▶ PASSAGE EXTRAIT:
════

A l'instar de son homologue allemand, le président français a défendu lundi un prélèvement sur les « bénéfices indus » des producteurs d'énergie, liés à la flambée des cours de l'électricité. Cette contribution serait instaurée en France même si l'Union européenne ne la décidait pas pour l'ensemble des Etats membres.

Le chef de l'Etat a évoqué « des bénéfices indus » dégagés par certaines entreprises du secteur de l'énergie. Il s'exprimait lors d'une conférence de presse à l'Elysée, à l'issue d'un entretien en visioconférence avec le chancelier allemand Olaf Scholz.
Le chef de l'Etat a évoqué « des bénéfices indus » dégagés par certaines entreprises du secteur de l'énergie. Il s'exprimait lors d'une conférence de presse à l'Elysée, à l'issue d'un entretien en visioconférence avec le chancelier allemand Olaf Scholz. (Ludovic Marin/Pool via REUTERS)

Par Vincent Collen, Karl De Meyer

Publié le 5 sept. 2022 à 19:15Mis à jour le 5 sept. 2022 à 22:22

La France est favorable à une contribution exceptionnelle des énergéticiens pour faire face à la crise inflationniste qui menace l'économie tricolore et européenne. Emmanuel Macron a défendu lundi le principe d'un « mécanisme de contribution européenne », un prélèvement sur les opérateurs énergétiques « dont les coûts de production sont très inférieurs aux prix de vente sur le marché ».

════

▶ OBJECTIF 1:
Répondez à ces questions sur l'article consacré au prélèvement sur les énergéticiens.
(a) Selon l'article, dans quel cas la contribution serait-elle tout de même instaurée en France ?
(b) Avec qui le chef de l'Etat s'est-il entretenu en visioconférence avant sa conférence de presse ?
(c) Quels opérateurs énergétiques le prélèvement défendu par Emmanuel Macron viserait-il ?
▶ OBJECTIF 2: Continuez l'article sur le prélèvement visant les énergéticiens à partir de sa dernière phrase.

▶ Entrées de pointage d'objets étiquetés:

════

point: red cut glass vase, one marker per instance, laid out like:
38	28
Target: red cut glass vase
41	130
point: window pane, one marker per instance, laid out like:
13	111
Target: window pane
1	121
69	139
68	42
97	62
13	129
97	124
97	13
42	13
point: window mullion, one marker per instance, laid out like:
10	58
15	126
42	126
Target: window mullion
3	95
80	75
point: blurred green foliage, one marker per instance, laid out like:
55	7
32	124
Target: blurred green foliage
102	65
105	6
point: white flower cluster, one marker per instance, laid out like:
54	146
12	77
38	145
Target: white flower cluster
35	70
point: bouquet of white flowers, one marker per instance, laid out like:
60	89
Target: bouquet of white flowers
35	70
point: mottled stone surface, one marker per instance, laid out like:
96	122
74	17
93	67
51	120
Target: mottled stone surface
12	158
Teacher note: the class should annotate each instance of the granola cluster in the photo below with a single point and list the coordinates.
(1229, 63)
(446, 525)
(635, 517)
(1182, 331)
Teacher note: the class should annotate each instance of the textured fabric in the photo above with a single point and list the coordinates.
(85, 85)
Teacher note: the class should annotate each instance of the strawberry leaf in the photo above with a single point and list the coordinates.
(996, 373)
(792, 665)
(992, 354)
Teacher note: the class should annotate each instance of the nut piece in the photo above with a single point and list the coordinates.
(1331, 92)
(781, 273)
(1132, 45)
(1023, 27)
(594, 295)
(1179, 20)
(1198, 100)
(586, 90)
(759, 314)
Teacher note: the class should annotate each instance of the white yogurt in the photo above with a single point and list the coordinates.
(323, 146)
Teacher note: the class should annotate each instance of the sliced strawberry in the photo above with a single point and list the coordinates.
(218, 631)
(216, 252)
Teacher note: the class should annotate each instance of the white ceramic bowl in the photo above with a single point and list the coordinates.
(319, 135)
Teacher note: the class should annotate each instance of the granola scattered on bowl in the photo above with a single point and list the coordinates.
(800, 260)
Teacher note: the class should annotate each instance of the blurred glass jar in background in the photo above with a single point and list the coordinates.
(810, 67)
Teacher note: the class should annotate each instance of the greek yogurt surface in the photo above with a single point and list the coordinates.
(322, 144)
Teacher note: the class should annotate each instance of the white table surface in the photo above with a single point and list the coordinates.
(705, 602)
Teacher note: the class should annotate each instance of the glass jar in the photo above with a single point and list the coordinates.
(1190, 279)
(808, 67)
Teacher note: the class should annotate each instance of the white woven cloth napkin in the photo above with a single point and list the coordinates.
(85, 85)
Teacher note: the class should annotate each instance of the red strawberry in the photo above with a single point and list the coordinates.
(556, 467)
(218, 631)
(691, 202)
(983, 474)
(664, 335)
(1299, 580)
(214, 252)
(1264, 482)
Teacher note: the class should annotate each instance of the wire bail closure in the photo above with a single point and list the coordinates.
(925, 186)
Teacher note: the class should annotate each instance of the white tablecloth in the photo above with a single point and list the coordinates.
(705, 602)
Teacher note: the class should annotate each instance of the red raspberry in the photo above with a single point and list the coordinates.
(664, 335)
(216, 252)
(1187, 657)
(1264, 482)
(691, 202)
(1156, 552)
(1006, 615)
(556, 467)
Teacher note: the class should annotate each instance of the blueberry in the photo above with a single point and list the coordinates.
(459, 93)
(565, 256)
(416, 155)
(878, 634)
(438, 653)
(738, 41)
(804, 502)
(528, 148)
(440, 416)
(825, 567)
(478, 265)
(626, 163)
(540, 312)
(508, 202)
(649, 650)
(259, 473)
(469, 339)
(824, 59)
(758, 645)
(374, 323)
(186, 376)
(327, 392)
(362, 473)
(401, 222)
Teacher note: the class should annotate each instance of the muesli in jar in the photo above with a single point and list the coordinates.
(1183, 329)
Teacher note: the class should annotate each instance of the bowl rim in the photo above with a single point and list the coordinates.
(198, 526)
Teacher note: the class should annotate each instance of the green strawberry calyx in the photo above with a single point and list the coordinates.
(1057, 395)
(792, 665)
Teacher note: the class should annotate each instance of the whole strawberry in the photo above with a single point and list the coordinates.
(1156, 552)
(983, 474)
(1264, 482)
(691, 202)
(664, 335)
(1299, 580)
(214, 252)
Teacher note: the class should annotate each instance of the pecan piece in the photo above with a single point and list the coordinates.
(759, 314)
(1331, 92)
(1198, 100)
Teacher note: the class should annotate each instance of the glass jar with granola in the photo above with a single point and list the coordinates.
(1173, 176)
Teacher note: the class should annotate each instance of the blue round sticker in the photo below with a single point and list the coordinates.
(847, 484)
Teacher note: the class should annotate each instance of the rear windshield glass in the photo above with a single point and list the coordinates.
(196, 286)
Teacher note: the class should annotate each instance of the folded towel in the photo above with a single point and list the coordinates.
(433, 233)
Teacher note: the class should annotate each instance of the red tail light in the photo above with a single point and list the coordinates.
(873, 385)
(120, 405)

════

▶ RÉSULTAT FINAL 1:
(a) Elle serait instaurée en France même si l'Union européenne ne la décidait pas pour l'ensemble des Etats membres.
(b) Il s'est entretenu avec le chancelier allemand Olaf Scholz.
(c) Il viserait les opérateurs énergétiques « dont les coûts de production sont très inférieurs aux prix de vente sur le marché ».

▶ RÉSULTAT FINAL 2:
Le chef de l'Etat a évoqué « des bénéfices indus » dégagés par certaines entreprises du secteur. Il s'exprimait lors d'une conférence de presse à l'issue d'un entretien en visioconférence avec le chancelier allemand Olaf Scholz.

Flambée inouïe des cours

Paris comme Berlin souhaitent que cette contribution soit mise en oeuvre « au niveau européen », et qu'elle soit ensuite reversée aux Etats-membres, a-t-il précisé. Le produit de ce prélèvement pourrait être utilisé par les différents pays pour financer des mesures telles que le blocage des tarifs. Si les Vingt-Sept ne parvenaient pas à se mettre d'accord sur ce sujet, le prélèvement exceptionnel serait instauré quoi qu'il en soit « au niveau national », a prévenu Emmanuel Macron.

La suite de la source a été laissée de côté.